▸ SELECTION:
::::
# 2-12 [Slab Crappie & Fat Largemouth on Escambia]



## ThaFish (Feb 27, 2013)

Hit up the river today after class for a couple hours with Mitch, Caleb, & Taylor. I was throwing the fly rod the whole time & ended up hooking into some fun fish, one of which was a fat largemouth. She was bleeding really badly because she swallowed my fly, so we decided to keep her, although I generally don't ever keep bass. In Wisconsin, where I'm from, it's just normal practice to release them. Upon cleaning her I saw that she was full of eggs, which brings me to this question - when do largemouth start spawning here? Where I'm from in Wisconsin it's not until May-ish, but I'm guessing it's earlier here? Anyways, back to fishing. We hit a few more spots that produced some fish, though nothing substantial. Caleb did end up landing a fat 12'' crappie on a small spinnerbait, which was pretty cool. He went home for dinner too! Beautiful afternoon on the water with some great friends - can't beat that!

*Tally for the day:*

*Caleb:* Fat 12'' crappie
*Me:* Tiny pickerel & a fat 15.5'' largemouth
*Taylor:* Nada
*Mitch: *Zip

Tight lines everyone.


----------



## ThaFish (Feb 27, 2013)

Oh, & that photo of Mitch is of him taking a break from fishing to cut his toenails. Nothing odd about that, right?


----------



## stc1993 (Nov 23, 2014)

That's the best time to cut 'em after you been in the water awhile.


----------



## CatHunter (Dec 31, 2008)
::::
Dataset rows
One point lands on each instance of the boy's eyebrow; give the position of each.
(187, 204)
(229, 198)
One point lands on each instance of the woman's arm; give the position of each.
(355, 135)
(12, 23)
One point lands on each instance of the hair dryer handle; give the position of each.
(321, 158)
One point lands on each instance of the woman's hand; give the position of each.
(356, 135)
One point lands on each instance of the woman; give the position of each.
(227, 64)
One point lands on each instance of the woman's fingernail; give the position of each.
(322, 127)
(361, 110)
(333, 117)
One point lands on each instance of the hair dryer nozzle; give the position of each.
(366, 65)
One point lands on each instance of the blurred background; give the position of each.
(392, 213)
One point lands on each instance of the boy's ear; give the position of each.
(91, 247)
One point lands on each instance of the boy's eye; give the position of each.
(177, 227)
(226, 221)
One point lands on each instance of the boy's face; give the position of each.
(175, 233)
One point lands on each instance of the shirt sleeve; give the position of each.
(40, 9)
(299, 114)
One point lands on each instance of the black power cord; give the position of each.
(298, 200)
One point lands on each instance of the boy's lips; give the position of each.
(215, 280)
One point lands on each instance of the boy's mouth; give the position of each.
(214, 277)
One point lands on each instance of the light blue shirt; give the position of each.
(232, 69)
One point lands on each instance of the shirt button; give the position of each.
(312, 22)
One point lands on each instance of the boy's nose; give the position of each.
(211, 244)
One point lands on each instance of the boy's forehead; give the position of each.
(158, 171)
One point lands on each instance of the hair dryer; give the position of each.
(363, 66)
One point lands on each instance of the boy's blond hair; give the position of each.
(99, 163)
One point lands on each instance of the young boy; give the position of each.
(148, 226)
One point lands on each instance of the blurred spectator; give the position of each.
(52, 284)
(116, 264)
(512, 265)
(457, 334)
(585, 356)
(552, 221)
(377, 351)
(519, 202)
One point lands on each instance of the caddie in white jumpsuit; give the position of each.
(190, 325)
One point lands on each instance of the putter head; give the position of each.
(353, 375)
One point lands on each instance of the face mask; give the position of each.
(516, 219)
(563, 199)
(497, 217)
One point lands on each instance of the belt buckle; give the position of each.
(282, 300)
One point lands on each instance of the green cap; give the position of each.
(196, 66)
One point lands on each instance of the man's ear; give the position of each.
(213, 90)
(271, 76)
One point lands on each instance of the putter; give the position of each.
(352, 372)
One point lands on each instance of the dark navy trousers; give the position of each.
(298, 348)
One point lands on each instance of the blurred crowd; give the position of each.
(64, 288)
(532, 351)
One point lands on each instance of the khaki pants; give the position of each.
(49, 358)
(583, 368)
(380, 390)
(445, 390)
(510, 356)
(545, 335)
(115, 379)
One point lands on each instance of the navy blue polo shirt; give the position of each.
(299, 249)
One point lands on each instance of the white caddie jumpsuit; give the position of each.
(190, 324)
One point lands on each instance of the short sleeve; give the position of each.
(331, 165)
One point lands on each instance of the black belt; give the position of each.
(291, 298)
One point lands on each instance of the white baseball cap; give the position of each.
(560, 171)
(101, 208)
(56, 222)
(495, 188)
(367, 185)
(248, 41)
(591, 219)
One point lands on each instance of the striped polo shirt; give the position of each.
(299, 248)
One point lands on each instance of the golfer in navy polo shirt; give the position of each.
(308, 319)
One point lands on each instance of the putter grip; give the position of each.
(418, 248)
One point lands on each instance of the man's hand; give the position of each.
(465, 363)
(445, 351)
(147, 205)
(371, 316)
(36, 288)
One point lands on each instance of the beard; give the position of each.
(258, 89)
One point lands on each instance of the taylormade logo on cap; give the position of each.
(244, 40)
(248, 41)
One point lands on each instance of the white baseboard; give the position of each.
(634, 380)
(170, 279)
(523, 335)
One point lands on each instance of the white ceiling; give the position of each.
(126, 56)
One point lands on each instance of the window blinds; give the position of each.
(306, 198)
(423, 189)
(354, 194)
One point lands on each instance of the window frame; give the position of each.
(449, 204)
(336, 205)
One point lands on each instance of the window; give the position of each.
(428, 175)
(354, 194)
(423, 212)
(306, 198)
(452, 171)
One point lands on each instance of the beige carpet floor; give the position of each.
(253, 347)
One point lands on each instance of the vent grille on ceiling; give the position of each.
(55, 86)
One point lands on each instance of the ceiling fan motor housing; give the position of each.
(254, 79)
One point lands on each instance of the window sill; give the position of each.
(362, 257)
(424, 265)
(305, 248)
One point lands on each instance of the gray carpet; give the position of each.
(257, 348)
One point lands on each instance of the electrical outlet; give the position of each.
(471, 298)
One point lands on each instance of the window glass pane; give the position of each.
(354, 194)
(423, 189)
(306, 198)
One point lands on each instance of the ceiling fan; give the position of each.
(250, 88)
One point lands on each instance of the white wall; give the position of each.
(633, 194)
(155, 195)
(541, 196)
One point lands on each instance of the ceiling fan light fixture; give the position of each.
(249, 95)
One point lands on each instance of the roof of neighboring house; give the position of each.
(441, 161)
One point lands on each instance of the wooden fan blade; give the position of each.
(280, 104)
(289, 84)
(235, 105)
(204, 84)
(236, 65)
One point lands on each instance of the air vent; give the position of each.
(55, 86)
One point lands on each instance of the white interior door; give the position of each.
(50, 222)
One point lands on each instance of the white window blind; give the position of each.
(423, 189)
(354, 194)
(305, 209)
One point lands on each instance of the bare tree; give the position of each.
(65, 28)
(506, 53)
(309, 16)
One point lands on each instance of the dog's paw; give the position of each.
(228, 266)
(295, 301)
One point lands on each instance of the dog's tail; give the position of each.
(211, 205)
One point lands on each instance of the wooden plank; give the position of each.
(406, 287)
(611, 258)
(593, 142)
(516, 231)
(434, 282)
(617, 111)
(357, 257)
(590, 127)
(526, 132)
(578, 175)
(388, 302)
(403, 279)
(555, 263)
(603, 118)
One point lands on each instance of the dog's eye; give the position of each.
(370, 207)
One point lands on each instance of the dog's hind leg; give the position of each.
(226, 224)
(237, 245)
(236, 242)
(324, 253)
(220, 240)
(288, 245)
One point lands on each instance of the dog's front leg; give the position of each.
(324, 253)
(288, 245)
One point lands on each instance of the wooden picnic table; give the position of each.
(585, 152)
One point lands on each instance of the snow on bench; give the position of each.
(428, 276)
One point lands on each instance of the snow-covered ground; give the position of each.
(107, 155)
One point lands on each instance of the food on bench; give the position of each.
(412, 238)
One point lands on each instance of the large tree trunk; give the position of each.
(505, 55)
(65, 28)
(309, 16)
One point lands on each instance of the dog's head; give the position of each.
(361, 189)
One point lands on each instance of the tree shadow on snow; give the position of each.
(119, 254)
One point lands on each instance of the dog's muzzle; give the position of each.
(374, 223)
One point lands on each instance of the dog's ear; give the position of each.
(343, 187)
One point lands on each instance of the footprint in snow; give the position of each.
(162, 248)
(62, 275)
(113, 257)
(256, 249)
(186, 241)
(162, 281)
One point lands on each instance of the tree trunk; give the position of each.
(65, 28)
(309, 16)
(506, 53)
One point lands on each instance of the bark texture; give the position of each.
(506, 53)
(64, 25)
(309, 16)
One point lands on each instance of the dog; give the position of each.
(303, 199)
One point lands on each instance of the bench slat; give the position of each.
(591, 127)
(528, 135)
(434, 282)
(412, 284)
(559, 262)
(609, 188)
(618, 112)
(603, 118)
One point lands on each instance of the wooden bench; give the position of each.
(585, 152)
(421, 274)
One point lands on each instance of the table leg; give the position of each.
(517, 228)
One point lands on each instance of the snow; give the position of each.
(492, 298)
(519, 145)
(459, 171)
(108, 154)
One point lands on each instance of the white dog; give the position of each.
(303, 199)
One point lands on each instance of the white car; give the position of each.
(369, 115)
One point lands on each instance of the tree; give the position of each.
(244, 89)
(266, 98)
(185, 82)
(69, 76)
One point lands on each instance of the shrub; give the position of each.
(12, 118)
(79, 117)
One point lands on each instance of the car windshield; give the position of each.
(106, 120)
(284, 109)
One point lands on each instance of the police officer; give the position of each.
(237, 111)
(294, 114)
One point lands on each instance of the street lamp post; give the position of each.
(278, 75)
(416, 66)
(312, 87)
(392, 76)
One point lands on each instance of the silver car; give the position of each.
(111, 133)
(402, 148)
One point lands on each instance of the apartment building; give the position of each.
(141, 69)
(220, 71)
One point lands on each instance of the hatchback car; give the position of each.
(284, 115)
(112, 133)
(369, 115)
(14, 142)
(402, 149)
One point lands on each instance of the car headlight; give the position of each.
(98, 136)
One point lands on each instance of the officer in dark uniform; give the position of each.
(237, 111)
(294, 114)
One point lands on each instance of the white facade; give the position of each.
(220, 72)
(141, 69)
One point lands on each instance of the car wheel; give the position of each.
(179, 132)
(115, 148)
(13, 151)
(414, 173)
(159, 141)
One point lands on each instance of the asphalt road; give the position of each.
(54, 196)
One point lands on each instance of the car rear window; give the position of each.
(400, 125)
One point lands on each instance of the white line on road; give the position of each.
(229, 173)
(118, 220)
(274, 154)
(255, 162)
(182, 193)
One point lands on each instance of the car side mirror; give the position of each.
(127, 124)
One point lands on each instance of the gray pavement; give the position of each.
::::
▸ GIVEN INSTRUCTION 1: Decide whether each statement agrees with the fishing thread, answering yes or no and quoting the words that settle it: (a) Caleb caught his crappie on a small spinnerbait. (b) The writer usually keeps the bass caught. (c) Mitch stopped fishing for a while to cut his toenails.
▸ GIVEN INSTRUCTION 2: Update the rows starting at the line that contains "One point lands on each instance of the car wheel;" and ending at the end of the rows, with "car" replaced by "vehicle" and everything else unchanged.
The rows have no connection to the fishing thread.

▸ TASK SOLUTION 1:
(a) Yes: "Caleb did end up landing a fat 12'' crappie on a small spinnerbait"
(b) No: "although I generally don't ever keep bass"
(c) Yes: "taking a break from fishing to cut his toenails"

▸ TASK SOLUTION 2:
One point lands on each instance of the vehicle wheel; give the position of each.
(179, 132)
(115, 148)
(13, 151)
(414, 173)
(159, 141)
One point lands on each instance of the asphalt road; give the position of each.
(54, 196)
One point lands on each instance of the vehicle rear window; give the position of each.
(400, 125)
One point lands on each instance of the white line on road; give the position of each.
(229, 173)
(118, 220)
(274, 154)
(255, 162)
(182, 193)
One point lands on each instance of the vehicle side mirror; give the position of each.
(127, 124)
One point lands on each instance of the gray pavement; give the position of each.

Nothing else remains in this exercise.